→ **What this task involves**:
Locate the line containing "point: brown thrasher", then please write out that line and all the lines below it in the entries exactly.

========================================================================

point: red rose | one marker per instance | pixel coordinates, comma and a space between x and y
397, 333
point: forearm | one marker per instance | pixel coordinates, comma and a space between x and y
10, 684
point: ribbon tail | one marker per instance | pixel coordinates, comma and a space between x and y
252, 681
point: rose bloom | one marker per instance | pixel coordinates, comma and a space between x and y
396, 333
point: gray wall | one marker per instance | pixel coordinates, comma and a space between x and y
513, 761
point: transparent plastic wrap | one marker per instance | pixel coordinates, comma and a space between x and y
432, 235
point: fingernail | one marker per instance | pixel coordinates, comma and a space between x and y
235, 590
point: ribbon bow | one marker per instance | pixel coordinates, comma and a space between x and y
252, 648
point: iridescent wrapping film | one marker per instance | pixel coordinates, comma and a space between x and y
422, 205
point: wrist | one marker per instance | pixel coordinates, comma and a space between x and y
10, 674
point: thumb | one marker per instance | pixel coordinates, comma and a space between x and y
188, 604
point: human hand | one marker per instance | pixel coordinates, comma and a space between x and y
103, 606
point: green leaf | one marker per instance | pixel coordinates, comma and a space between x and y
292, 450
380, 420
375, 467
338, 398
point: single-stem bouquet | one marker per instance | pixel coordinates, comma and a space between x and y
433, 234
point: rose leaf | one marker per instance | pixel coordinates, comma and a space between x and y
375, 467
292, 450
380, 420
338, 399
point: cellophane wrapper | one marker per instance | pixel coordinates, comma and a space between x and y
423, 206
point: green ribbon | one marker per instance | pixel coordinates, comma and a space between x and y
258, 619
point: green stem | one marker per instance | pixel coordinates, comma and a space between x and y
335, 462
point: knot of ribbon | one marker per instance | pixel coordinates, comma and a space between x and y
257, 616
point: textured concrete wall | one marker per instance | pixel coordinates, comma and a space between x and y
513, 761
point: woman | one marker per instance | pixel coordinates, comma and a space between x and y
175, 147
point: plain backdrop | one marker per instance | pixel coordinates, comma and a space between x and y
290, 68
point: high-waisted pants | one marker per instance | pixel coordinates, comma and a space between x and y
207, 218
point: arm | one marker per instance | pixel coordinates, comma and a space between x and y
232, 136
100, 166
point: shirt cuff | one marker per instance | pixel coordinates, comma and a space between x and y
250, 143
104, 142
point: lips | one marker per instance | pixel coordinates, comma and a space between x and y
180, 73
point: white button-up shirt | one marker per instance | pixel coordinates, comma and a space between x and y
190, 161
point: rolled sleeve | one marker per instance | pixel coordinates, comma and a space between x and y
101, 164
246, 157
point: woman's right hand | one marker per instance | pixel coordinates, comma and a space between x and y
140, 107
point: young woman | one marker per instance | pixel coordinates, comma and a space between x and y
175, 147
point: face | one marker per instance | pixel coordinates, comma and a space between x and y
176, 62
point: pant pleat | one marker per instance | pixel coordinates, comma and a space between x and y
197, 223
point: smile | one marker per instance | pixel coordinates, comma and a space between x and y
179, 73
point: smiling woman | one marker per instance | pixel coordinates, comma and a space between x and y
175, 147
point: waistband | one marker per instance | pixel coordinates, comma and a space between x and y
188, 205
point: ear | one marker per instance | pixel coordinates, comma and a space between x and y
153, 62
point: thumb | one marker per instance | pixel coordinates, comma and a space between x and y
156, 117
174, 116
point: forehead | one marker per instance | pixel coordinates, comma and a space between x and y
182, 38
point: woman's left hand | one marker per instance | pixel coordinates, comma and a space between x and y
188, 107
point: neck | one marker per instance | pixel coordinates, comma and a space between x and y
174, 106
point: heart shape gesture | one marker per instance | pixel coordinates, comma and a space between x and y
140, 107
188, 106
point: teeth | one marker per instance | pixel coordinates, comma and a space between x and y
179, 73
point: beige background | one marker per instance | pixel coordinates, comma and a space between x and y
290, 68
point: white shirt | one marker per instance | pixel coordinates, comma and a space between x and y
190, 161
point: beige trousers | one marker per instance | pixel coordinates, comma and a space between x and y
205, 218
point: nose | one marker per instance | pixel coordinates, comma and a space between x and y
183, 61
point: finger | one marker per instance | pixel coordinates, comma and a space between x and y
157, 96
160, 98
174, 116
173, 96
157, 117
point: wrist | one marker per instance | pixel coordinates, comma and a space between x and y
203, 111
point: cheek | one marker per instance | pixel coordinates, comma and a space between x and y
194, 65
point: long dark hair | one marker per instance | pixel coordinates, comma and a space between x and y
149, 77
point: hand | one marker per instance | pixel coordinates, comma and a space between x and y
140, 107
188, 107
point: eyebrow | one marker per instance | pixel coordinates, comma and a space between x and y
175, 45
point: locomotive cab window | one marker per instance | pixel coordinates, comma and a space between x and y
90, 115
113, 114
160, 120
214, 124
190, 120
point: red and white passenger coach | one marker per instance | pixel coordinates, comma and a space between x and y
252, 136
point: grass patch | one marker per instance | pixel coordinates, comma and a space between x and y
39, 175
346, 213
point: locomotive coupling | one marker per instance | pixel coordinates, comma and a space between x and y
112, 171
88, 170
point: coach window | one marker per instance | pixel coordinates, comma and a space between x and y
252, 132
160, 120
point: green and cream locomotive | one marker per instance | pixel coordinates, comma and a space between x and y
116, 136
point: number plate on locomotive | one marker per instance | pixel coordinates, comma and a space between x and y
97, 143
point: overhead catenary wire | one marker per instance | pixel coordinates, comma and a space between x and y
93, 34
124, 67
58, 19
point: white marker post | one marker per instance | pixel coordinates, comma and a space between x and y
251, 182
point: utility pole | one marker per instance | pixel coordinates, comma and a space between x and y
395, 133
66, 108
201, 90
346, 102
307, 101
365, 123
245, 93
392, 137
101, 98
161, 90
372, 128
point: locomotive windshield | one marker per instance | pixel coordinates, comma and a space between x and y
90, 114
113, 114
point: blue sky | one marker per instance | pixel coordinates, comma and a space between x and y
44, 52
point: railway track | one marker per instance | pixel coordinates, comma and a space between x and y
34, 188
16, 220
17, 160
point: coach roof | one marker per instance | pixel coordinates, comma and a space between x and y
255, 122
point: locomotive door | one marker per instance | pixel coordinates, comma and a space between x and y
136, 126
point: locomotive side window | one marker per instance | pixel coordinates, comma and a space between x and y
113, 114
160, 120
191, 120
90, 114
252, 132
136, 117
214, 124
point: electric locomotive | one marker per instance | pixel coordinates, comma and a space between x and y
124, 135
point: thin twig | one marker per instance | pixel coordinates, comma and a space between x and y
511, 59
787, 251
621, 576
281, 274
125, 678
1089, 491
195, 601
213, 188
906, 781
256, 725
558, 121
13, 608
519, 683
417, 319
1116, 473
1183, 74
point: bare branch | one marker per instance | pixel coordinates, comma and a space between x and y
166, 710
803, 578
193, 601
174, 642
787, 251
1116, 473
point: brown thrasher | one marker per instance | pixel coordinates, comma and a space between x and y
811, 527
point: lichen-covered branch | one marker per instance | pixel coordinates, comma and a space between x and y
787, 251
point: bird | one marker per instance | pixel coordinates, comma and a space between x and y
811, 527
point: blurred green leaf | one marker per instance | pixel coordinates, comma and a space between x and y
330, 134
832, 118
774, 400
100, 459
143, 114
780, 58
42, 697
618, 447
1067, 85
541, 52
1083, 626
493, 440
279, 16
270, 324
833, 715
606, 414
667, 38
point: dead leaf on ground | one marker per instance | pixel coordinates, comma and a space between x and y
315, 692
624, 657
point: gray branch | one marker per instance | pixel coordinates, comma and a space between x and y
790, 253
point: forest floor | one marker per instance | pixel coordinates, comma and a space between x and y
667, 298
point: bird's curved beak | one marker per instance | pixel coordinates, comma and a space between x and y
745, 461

========================================================================

→ **Exercise answer**:
point: brown thrasher | one marker per instance | pixel coordinates, comma and a space between x and y
811, 527
point: lichen-covered branch | one marker per instance | pixel coordinates, comma and a space between x and y
787, 251
point: bird | one marker per instance | pixel coordinates, comma and a space between x and y
811, 527
point: blurred green leaf | one marker per instance | pixel coordinates, comma and a space between x and y
330, 134
832, 118
774, 400
100, 459
143, 114
780, 58
42, 697
618, 447
1067, 85
541, 52
1083, 626
493, 440
279, 16
270, 324
833, 715
606, 414
667, 38
point: dead leaf on ground | one marker per instance | pixel coordinates, comma and a space between x and y
315, 692
624, 657
point: gray branch | one marker per instance | pixel coordinates, comma and a space between x and y
790, 253
point: forest floor | one marker per instance | pixel coordinates, comma and a space between x and y
667, 298
point: bird's curved beak | one marker per instance | pixel coordinates, comma and a space between x and y
745, 461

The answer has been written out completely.